**** Records
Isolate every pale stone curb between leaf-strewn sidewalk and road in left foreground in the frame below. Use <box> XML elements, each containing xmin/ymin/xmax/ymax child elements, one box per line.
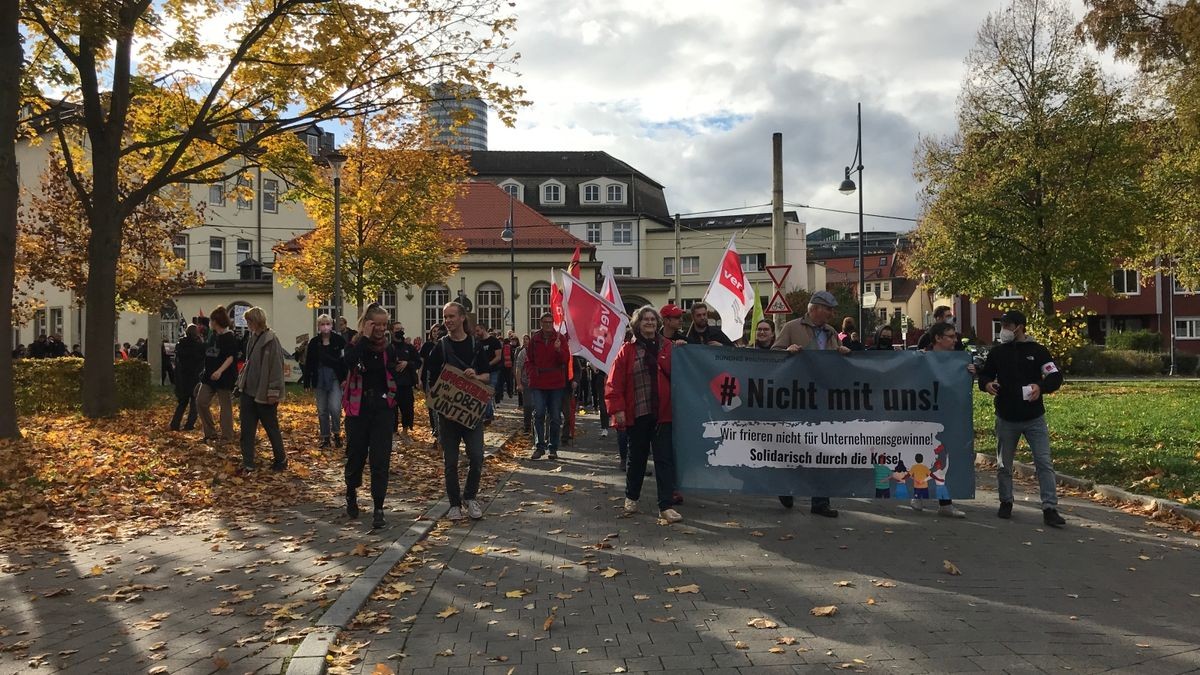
<box><xmin>286</xmin><ymin>498</ymin><xmax>450</xmax><ymax>675</ymax></box>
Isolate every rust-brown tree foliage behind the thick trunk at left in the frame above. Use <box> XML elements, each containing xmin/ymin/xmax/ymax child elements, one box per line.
<box><xmin>17</xmin><ymin>151</ymin><xmax>204</xmax><ymax>312</ymax></box>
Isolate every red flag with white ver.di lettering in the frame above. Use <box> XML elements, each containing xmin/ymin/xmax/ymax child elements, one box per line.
<box><xmin>562</xmin><ymin>269</ymin><xmax>629</xmax><ymax>372</ymax></box>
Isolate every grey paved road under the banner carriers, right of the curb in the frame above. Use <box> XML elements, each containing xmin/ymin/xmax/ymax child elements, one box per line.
<box><xmin>342</xmin><ymin>410</ymin><xmax>1200</xmax><ymax>675</ymax></box>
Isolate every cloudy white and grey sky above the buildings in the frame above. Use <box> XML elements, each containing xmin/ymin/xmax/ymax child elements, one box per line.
<box><xmin>488</xmin><ymin>0</ymin><xmax>1118</xmax><ymax>231</ymax></box>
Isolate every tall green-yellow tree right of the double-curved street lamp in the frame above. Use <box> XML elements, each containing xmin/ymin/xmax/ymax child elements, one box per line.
<box><xmin>906</xmin><ymin>0</ymin><xmax>1145</xmax><ymax>317</ymax></box>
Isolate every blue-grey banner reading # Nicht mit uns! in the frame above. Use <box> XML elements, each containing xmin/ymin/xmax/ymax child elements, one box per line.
<box><xmin>671</xmin><ymin>345</ymin><xmax>974</xmax><ymax>498</ymax></box>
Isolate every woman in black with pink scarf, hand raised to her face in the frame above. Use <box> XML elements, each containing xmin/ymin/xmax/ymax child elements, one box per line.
<box><xmin>342</xmin><ymin>303</ymin><xmax>400</xmax><ymax>528</ymax></box>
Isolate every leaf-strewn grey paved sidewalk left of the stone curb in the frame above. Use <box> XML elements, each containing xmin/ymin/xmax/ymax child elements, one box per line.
<box><xmin>0</xmin><ymin>430</ymin><xmax>508</xmax><ymax>675</ymax></box>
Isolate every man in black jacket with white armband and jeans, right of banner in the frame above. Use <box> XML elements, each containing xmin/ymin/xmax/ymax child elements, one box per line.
<box><xmin>979</xmin><ymin>310</ymin><xmax>1067</xmax><ymax>527</ymax></box>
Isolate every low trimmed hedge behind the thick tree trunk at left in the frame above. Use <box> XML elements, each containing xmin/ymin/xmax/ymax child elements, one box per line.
<box><xmin>12</xmin><ymin>357</ymin><xmax>150</xmax><ymax>414</ymax></box>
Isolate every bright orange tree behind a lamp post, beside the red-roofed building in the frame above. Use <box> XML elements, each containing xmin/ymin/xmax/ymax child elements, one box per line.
<box><xmin>275</xmin><ymin>120</ymin><xmax>469</xmax><ymax>309</ymax></box>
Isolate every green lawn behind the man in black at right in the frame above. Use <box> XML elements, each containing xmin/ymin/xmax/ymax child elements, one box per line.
<box><xmin>974</xmin><ymin>381</ymin><xmax>1200</xmax><ymax>506</ymax></box>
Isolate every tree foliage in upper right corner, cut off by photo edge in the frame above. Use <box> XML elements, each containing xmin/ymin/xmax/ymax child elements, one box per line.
<box><xmin>1078</xmin><ymin>0</ymin><xmax>1200</xmax><ymax>288</ymax></box>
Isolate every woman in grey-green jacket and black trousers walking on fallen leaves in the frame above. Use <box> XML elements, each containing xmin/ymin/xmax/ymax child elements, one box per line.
<box><xmin>238</xmin><ymin>307</ymin><xmax>288</xmax><ymax>472</ymax></box>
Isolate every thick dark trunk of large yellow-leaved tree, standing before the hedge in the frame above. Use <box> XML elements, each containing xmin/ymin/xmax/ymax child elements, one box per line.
<box><xmin>80</xmin><ymin>153</ymin><xmax>122</xmax><ymax>418</ymax></box>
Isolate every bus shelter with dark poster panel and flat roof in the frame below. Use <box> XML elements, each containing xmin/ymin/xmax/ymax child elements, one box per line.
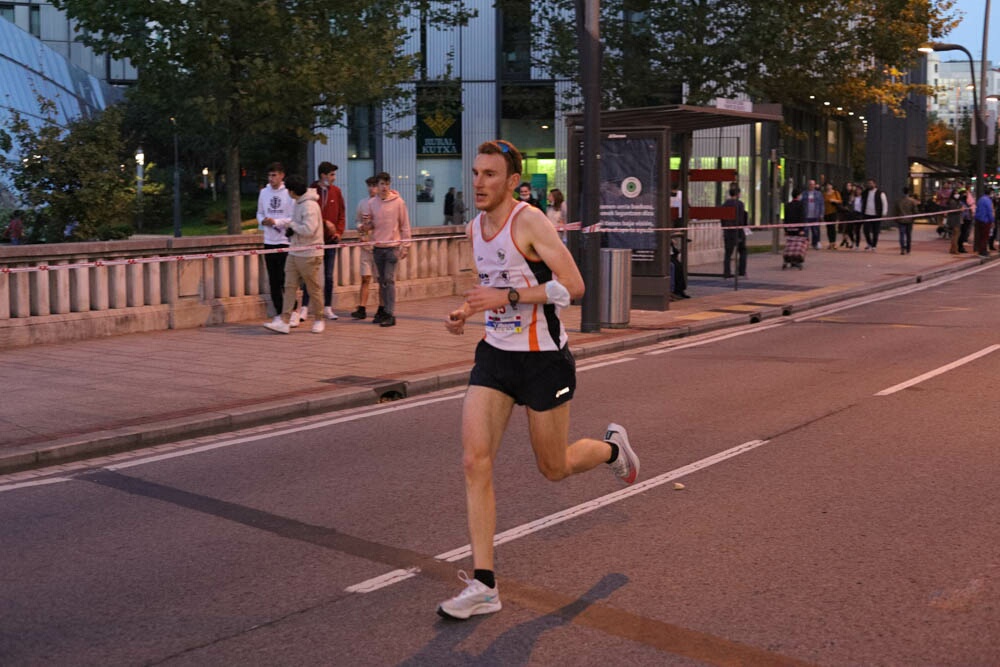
<box><xmin>567</xmin><ymin>105</ymin><xmax>782</xmax><ymax>310</ymax></box>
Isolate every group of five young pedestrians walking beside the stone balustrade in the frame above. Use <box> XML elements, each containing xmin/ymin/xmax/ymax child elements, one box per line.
<box><xmin>257</xmin><ymin>162</ymin><xmax>411</xmax><ymax>334</ymax></box>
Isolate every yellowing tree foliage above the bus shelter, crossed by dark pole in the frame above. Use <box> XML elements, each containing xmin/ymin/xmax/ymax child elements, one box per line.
<box><xmin>528</xmin><ymin>0</ymin><xmax>955</xmax><ymax>110</ymax></box>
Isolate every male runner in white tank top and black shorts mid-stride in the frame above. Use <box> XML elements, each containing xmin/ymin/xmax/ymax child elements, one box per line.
<box><xmin>438</xmin><ymin>141</ymin><xmax>639</xmax><ymax>619</ymax></box>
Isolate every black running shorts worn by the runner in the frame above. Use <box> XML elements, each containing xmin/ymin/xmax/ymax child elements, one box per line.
<box><xmin>469</xmin><ymin>340</ymin><xmax>576</xmax><ymax>412</ymax></box>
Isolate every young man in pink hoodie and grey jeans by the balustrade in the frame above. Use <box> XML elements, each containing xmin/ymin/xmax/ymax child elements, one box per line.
<box><xmin>368</xmin><ymin>171</ymin><xmax>410</xmax><ymax>327</ymax></box>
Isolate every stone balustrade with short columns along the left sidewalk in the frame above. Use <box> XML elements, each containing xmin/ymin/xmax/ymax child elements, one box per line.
<box><xmin>0</xmin><ymin>227</ymin><xmax>476</xmax><ymax>349</ymax></box>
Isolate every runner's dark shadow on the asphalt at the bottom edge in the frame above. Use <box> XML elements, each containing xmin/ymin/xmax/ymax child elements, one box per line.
<box><xmin>399</xmin><ymin>573</ymin><xmax>628</xmax><ymax>667</ymax></box>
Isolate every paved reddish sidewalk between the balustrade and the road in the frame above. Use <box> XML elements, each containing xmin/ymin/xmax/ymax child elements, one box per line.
<box><xmin>0</xmin><ymin>225</ymin><xmax>983</xmax><ymax>473</ymax></box>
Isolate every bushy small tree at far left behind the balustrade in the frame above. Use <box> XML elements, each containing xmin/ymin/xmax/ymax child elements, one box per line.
<box><xmin>0</xmin><ymin>99</ymin><xmax>155</xmax><ymax>242</ymax></box>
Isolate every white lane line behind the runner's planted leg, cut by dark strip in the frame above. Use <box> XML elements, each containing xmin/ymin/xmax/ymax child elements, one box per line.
<box><xmin>344</xmin><ymin>440</ymin><xmax>769</xmax><ymax>593</ymax></box>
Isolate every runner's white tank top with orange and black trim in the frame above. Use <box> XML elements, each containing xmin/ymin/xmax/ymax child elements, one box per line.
<box><xmin>470</xmin><ymin>202</ymin><xmax>568</xmax><ymax>352</ymax></box>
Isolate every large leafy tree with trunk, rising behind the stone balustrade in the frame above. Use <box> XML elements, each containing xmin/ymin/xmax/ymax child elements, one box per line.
<box><xmin>53</xmin><ymin>0</ymin><xmax>469</xmax><ymax>233</ymax></box>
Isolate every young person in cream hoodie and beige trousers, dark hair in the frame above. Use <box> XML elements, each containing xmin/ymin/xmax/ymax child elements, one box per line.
<box><xmin>263</xmin><ymin>176</ymin><xmax>326</xmax><ymax>334</ymax></box>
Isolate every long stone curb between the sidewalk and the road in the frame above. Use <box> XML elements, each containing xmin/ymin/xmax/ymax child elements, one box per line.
<box><xmin>0</xmin><ymin>257</ymin><xmax>995</xmax><ymax>474</ymax></box>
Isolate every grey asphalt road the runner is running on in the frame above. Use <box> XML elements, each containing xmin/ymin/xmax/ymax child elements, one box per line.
<box><xmin>0</xmin><ymin>272</ymin><xmax>1000</xmax><ymax>666</ymax></box>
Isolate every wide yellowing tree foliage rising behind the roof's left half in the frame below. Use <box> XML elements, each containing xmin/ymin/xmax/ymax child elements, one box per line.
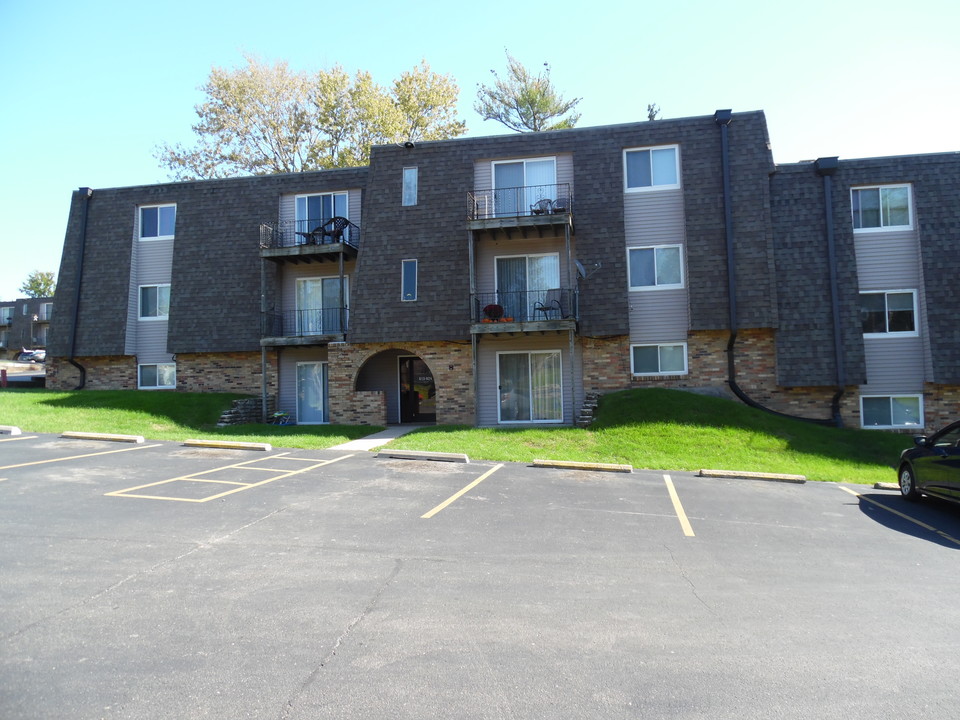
<box><xmin>157</xmin><ymin>56</ymin><xmax>467</xmax><ymax>180</ymax></box>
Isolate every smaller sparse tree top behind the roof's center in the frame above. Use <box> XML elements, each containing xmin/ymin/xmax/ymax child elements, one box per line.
<box><xmin>473</xmin><ymin>50</ymin><xmax>581</xmax><ymax>132</ymax></box>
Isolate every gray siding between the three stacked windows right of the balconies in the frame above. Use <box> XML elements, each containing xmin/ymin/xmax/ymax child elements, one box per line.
<box><xmin>623</xmin><ymin>190</ymin><xmax>690</xmax><ymax>343</ymax></box>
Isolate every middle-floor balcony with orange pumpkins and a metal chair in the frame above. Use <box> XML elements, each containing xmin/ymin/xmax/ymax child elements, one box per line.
<box><xmin>470</xmin><ymin>288</ymin><xmax>579</xmax><ymax>334</ymax></box>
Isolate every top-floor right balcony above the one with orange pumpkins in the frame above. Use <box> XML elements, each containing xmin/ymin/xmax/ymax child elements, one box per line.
<box><xmin>467</xmin><ymin>183</ymin><xmax>573</xmax><ymax>237</ymax></box>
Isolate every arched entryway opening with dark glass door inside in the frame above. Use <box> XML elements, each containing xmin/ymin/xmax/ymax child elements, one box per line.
<box><xmin>355</xmin><ymin>348</ymin><xmax>437</xmax><ymax>423</ymax></box>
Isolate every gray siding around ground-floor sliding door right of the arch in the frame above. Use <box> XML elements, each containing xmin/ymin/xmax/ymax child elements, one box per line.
<box><xmin>477</xmin><ymin>333</ymin><xmax>583</xmax><ymax>427</ymax></box>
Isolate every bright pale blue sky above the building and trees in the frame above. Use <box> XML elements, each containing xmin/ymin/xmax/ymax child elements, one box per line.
<box><xmin>0</xmin><ymin>0</ymin><xmax>960</xmax><ymax>300</ymax></box>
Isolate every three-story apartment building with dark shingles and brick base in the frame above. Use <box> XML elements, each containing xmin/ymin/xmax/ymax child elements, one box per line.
<box><xmin>47</xmin><ymin>111</ymin><xmax>960</xmax><ymax>429</ymax></box>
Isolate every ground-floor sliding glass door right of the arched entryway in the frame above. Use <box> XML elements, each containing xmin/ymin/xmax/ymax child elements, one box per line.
<box><xmin>497</xmin><ymin>350</ymin><xmax>563</xmax><ymax>423</ymax></box>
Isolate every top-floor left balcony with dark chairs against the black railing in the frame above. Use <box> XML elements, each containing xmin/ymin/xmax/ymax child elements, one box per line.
<box><xmin>260</xmin><ymin>217</ymin><xmax>360</xmax><ymax>262</ymax></box>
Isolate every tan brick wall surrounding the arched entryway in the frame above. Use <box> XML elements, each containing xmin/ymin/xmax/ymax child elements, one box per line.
<box><xmin>327</xmin><ymin>342</ymin><xmax>475</xmax><ymax>425</ymax></box>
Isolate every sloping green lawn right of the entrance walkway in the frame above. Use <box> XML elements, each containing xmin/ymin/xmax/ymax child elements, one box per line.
<box><xmin>390</xmin><ymin>389</ymin><xmax>913</xmax><ymax>483</ymax></box>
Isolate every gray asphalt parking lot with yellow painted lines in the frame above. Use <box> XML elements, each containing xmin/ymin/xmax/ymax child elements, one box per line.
<box><xmin>0</xmin><ymin>434</ymin><xmax>960</xmax><ymax>720</ymax></box>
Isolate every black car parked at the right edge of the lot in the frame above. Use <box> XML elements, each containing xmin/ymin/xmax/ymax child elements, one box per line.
<box><xmin>898</xmin><ymin>421</ymin><xmax>960</xmax><ymax>502</ymax></box>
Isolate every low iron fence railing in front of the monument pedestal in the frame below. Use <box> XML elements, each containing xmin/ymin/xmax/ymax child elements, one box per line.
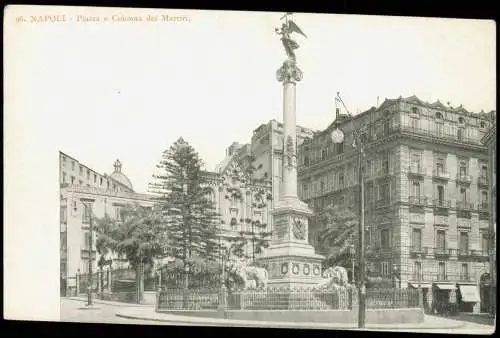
<box><xmin>157</xmin><ymin>288</ymin><xmax>423</xmax><ymax>311</ymax></box>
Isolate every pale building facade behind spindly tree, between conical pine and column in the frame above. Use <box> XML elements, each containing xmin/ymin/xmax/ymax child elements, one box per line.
<box><xmin>211</xmin><ymin>143</ymin><xmax>272</xmax><ymax>257</ymax></box>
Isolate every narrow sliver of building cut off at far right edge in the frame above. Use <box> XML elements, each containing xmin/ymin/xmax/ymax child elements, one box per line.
<box><xmin>481</xmin><ymin>123</ymin><xmax>497</xmax><ymax>313</ymax></box>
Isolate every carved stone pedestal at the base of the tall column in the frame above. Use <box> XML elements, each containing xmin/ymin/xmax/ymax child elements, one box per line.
<box><xmin>259</xmin><ymin>198</ymin><xmax>324</xmax><ymax>289</ymax></box>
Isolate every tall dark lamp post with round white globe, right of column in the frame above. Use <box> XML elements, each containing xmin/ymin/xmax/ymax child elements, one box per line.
<box><xmin>331</xmin><ymin>115</ymin><xmax>366</xmax><ymax>328</ymax></box>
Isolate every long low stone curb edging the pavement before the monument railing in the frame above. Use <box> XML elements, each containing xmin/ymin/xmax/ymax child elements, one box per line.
<box><xmin>115</xmin><ymin>312</ymin><xmax>466</xmax><ymax>331</ymax></box>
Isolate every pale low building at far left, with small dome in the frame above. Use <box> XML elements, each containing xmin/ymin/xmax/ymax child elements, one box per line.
<box><xmin>59</xmin><ymin>152</ymin><xmax>153</xmax><ymax>287</ymax></box>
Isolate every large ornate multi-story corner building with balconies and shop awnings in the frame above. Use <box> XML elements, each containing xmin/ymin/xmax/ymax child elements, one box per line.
<box><xmin>298</xmin><ymin>96</ymin><xmax>490</xmax><ymax>311</ymax></box>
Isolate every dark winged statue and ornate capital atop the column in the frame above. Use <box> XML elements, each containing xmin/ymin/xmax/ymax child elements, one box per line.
<box><xmin>275</xmin><ymin>13</ymin><xmax>307</xmax><ymax>82</ymax></box>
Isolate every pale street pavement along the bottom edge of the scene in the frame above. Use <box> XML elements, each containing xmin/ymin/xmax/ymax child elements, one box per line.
<box><xmin>61</xmin><ymin>298</ymin><xmax>494</xmax><ymax>335</ymax></box>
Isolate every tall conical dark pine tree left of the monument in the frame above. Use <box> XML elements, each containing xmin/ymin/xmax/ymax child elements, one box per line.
<box><xmin>150</xmin><ymin>138</ymin><xmax>218</xmax><ymax>283</ymax></box>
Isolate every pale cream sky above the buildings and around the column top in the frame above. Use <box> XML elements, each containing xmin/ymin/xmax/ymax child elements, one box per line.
<box><xmin>4</xmin><ymin>9</ymin><xmax>496</xmax><ymax>192</ymax></box>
********
### Work task
From the line containing "Isolate every pale cream" down to the last line of the material, each line is to be retyped exactly; no other lines belong in the answer.

### Finished exercise
Isolate every pale cream sky above the buildings and around the column top in the frame above. Use <box> XML elements, each containing xmin/ymin/xmax/ymax child elements, one box per line.
<box><xmin>4</xmin><ymin>9</ymin><xmax>496</xmax><ymax>192</ymax></box>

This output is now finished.